Locate every line of the records below that contains the string "metal", and copy each such line. Case counts.
+++
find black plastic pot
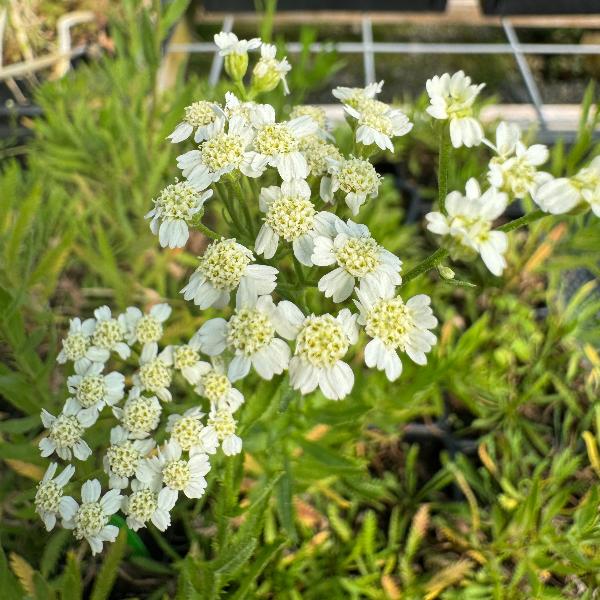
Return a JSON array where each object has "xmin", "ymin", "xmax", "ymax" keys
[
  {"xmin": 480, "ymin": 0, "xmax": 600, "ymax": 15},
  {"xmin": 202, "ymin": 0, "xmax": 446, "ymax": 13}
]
+++
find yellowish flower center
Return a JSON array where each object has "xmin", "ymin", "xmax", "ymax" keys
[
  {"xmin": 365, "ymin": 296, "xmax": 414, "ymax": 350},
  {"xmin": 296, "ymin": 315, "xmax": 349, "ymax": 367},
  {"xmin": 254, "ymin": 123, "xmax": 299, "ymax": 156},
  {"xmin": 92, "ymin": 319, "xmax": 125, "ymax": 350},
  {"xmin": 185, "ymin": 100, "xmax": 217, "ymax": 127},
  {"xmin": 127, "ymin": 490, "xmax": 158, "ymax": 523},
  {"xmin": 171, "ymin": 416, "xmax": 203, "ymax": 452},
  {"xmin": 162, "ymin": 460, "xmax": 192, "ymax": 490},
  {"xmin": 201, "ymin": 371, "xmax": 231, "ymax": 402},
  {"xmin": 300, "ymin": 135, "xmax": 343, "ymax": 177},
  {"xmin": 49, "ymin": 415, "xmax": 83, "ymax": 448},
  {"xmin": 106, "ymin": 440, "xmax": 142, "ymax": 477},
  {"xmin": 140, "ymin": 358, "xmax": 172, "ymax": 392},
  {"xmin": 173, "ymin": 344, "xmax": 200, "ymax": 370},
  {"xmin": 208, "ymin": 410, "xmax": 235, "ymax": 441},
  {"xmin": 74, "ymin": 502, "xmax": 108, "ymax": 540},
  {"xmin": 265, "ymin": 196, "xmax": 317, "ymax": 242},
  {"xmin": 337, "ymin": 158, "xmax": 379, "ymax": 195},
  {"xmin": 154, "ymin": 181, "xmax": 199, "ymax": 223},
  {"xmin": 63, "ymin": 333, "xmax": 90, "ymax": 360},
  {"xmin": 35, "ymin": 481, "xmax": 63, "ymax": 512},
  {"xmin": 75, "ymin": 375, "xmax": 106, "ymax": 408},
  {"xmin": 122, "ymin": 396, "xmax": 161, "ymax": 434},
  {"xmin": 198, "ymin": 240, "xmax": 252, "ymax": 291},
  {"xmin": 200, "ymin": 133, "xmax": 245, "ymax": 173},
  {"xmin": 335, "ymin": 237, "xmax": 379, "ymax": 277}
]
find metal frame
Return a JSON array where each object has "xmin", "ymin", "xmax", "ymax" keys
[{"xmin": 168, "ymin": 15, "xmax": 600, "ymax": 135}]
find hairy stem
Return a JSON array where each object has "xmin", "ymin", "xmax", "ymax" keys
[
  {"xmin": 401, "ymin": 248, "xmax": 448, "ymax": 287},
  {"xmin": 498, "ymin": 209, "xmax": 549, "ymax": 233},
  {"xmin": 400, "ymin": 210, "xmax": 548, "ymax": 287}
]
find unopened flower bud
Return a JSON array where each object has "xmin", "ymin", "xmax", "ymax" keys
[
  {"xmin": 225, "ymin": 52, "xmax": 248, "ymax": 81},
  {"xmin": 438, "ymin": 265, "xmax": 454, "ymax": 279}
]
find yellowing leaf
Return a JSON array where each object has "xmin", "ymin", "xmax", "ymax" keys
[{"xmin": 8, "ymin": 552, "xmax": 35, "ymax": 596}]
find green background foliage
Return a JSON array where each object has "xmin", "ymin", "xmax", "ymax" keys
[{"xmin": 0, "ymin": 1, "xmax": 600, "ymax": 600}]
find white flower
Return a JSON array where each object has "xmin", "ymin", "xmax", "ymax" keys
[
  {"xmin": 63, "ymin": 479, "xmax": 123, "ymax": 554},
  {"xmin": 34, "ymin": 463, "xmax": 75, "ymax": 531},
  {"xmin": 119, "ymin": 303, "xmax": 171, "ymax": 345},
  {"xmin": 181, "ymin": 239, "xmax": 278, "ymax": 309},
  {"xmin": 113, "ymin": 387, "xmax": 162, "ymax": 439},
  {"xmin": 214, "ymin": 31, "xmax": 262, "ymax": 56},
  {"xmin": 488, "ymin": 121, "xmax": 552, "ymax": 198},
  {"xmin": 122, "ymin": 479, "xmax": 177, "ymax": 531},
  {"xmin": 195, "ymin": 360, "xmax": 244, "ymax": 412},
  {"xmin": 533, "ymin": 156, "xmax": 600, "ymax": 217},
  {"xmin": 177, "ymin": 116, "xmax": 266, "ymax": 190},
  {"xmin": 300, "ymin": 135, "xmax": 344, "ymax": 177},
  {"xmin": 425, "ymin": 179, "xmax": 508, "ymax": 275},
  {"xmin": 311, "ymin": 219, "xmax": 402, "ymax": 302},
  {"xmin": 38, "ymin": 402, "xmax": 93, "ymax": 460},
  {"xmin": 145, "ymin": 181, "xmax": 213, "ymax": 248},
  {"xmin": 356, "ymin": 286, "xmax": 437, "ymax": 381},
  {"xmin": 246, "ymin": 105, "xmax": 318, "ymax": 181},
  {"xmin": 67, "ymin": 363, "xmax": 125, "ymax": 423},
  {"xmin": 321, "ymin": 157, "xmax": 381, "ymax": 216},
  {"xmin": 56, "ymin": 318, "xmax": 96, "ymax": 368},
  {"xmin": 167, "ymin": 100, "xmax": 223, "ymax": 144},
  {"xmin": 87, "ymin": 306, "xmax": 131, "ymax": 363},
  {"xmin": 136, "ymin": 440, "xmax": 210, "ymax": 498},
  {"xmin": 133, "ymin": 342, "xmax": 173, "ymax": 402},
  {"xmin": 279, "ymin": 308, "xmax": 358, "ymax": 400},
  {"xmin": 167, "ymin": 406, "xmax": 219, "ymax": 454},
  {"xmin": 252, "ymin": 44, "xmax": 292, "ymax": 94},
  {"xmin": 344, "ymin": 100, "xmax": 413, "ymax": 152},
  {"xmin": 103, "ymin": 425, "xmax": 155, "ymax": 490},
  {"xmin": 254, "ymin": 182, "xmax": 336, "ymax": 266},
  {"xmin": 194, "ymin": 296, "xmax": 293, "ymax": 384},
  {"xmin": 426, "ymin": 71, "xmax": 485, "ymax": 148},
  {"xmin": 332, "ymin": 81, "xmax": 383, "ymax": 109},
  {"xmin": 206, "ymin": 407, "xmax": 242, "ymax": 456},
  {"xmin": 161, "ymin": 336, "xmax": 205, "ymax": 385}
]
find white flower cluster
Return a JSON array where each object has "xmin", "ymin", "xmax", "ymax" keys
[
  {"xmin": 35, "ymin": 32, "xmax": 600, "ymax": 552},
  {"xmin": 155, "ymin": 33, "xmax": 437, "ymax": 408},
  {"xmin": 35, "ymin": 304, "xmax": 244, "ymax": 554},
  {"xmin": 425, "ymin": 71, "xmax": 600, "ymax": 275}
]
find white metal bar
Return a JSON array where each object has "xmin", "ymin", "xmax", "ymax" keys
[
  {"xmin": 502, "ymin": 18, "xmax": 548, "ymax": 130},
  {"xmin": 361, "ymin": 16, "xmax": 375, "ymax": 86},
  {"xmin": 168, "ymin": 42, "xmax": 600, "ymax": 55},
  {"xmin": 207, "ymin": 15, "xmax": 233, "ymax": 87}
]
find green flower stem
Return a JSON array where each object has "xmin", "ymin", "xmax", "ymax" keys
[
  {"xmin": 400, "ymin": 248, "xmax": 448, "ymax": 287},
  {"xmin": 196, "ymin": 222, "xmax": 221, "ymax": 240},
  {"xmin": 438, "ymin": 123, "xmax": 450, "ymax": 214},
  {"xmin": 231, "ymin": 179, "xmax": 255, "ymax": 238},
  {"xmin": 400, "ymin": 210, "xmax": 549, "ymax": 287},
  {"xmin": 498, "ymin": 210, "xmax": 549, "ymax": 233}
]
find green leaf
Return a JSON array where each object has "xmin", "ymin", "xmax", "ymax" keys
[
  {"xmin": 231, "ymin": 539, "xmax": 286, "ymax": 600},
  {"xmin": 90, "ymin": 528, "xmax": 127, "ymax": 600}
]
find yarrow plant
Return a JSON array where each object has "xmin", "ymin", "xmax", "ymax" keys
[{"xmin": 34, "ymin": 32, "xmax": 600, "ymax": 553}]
+++
> **Written answer**
find metal frame
find white metal bar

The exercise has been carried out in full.